▸ **THE TASK**: Count how many lines of the items below contain the string "jeans", treating uppercase and lowercase letters as different. Reply with that number alone.

▸ **GIVEN INFORMATION**:

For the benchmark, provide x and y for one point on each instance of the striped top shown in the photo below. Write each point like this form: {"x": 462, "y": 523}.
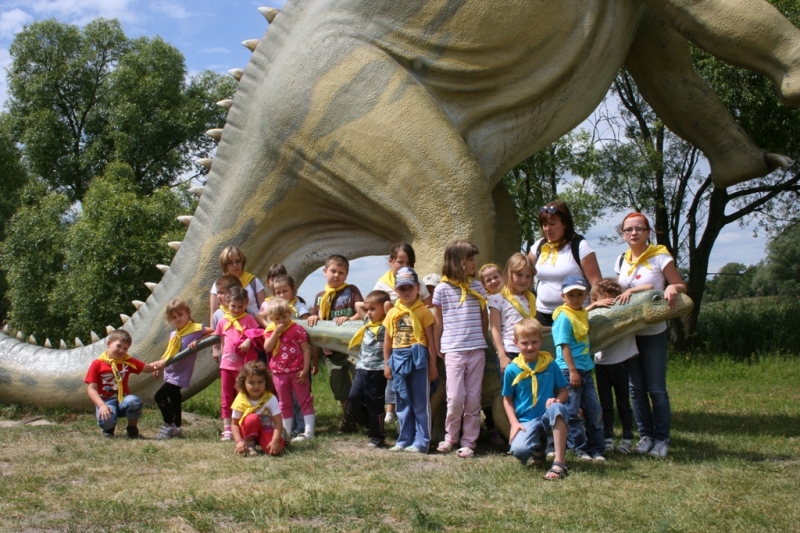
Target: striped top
{"x": 462, "y": 329}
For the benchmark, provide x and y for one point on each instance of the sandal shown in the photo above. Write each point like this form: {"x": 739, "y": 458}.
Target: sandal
{"x": 465, "y": 453}
{"x": 561, "y": 473}
{"x": 445, "y": 447}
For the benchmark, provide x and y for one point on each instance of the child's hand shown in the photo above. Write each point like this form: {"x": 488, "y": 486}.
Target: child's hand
{"x": 516, "y": 427}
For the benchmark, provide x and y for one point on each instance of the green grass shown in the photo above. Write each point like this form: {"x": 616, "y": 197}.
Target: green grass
{"x": 733, "y": 466}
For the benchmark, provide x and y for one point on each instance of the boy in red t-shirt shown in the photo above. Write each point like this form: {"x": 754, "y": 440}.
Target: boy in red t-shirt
{"x": 108, "y": 384}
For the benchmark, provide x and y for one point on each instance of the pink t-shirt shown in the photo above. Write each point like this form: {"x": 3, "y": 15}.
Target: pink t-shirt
{"x": 290, "y": 354}
{"x": 231, "y": 340}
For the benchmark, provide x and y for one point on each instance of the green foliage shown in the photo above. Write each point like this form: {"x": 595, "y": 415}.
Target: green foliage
{"x": 81, "y": 99}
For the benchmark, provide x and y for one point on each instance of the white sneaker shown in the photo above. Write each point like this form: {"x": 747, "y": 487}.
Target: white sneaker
{"x": 644, "y": 446}
{"x": 660, "y": 449}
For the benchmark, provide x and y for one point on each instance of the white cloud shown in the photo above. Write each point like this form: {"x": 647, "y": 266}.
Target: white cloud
{"x": 12, "y": 21}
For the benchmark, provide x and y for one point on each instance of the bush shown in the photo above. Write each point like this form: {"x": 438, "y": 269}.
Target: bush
{"x": 745, "y": 328}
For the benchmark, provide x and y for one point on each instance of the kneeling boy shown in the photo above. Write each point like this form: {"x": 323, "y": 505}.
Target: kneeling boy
{"x": 534, "y": 393}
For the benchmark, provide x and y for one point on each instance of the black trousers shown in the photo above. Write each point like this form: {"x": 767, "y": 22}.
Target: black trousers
{"x": 366, "y": 401}
{"x": 612, "y": 381}
{"x": 168, "y": 398}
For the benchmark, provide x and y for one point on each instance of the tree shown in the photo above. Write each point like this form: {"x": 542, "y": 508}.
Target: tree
{"x": 81, "y": 99}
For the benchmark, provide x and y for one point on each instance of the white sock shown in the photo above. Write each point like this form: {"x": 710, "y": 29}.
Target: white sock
{"x": 310, "y": 421}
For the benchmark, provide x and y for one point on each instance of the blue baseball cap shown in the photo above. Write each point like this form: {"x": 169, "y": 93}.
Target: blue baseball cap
{"x": 573, "y": 282}
{"x": 405, "y": 276}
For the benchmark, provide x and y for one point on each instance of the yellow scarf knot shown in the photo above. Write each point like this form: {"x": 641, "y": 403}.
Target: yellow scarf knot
{"x": 174, "y": 345}
{"x": 327, "y": 300}
{"x": 651, "y": 251}
{"x": 119, "y": 378}
{"x": 541, "y": 364}
{"x": 466, "y": 289}
{"x": 515, "y": 303}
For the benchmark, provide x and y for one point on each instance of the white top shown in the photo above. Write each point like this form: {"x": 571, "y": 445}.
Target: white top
{"x": 641, "y": 276}
{"x": 252, "y": 303}
{"x": 508, "y": 317}
{"x": 620, "y": 351}
{"x": 550, "y": 276}
{"x": 382, "y": 286}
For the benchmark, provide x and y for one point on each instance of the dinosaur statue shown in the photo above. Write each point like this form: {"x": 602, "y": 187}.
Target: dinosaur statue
{"x": 360, "y": 123}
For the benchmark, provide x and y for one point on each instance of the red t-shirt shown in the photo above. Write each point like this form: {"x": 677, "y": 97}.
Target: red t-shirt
{"x": 100, "y": 373}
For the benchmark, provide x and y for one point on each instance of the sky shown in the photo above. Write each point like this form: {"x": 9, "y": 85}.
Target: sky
{"x": 209, "y": 36}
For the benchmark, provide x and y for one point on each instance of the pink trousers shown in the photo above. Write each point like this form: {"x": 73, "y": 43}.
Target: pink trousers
{"x": 464, "y": 384}
{"x": 285, "y": 385}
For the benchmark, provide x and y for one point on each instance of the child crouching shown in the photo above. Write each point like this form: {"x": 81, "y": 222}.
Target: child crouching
{"x": 534, "y": 394}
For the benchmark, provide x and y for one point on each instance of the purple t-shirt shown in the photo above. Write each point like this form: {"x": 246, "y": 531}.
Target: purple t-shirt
{"x": 180, "y": 373}
{"x": 462, "y": 326}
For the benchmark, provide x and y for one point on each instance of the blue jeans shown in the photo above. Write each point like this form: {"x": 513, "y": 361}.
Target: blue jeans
{"x": 130, "y": 408}
{"x": 585, "y": 397}
{"x": 648, "y": 381}
{"x": 536, "y": 432}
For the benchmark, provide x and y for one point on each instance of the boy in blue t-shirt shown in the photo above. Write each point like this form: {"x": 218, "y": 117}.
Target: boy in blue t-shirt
{"x": 571, "y": 337}
{"x": 534, "y": 393}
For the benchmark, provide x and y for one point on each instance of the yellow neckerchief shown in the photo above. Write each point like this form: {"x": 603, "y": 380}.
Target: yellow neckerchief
{"x": 388, "y": 278}
{"x": 401, "y": 310}
{"x": 174, "y": 345}
{"x": 541, "y": 364}
{"x": 246, "y": 278}
{"x": 549, "y": 248}
{"x": 465, "y": 288}
{"x": 115, "y": 370}
{"x": 651, "y": 251}
{"x": 578, "y": 319}
{"x": 506, "y": 293}
{"x": 233, "y": 321}
{"x": 242, "y": 403}
{"x": 327, "y": 300}
{"x": 375, "y": 327}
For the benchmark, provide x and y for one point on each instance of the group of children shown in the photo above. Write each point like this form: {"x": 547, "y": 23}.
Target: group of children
{"x": 400, "y": 341}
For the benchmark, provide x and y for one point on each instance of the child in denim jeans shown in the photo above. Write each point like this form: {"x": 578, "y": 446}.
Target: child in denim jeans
{"x": 571, "y": 337}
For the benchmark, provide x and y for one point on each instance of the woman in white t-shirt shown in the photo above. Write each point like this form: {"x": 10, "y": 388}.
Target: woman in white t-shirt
{"x": 555, "y": 260}
{"x": 645, "y": 263}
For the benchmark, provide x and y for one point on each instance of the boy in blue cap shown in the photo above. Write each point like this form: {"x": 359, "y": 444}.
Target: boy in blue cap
{"x": 571, "y": 337}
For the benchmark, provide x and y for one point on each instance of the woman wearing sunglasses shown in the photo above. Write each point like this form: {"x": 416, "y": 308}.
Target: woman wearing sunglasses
{"x": 561, "y": 253}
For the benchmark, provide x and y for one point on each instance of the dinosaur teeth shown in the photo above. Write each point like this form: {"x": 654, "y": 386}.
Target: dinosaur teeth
{"x": 269, "y": 13}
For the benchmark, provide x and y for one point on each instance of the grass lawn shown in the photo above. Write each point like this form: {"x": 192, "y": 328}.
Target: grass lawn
{"x": 734, "y": 465}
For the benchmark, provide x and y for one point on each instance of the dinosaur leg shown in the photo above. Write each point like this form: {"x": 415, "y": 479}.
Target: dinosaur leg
{"x": 660, "y": 62}
{"x": 748, "y": 33}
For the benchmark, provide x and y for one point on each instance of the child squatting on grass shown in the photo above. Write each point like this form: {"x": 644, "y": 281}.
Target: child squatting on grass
{"x": 176, "y": 376}
{"x": 107, "y": 380}
{"x": 256, "y": 412}
{"x": 534, "y": 393}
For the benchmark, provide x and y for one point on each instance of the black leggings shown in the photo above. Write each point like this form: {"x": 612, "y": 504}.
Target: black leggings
{"x": 168, "y": 398}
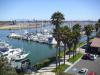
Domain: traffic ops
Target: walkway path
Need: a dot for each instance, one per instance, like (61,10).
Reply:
(52,66)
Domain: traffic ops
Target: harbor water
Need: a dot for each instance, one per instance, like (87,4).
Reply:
(38,51)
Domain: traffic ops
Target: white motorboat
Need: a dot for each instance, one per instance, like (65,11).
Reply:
(14,35)
(4,44)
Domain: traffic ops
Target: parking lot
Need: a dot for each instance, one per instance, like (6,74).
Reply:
(93,66)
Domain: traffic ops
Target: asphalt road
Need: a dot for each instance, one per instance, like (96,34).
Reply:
(93,66)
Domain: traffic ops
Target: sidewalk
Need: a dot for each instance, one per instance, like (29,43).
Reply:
(52,66)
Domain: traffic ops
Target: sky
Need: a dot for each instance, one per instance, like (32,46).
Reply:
(43,9)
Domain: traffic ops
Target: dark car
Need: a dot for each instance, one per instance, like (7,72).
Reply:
(86,56)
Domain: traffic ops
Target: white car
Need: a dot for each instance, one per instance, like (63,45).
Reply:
(83,71)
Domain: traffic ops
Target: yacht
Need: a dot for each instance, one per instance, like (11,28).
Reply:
(13,35)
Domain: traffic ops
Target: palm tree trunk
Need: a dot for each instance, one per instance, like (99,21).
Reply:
(88,43)
(64,52)
(59,54)
(56,57)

▸ **FINISHED ANSWER**: 4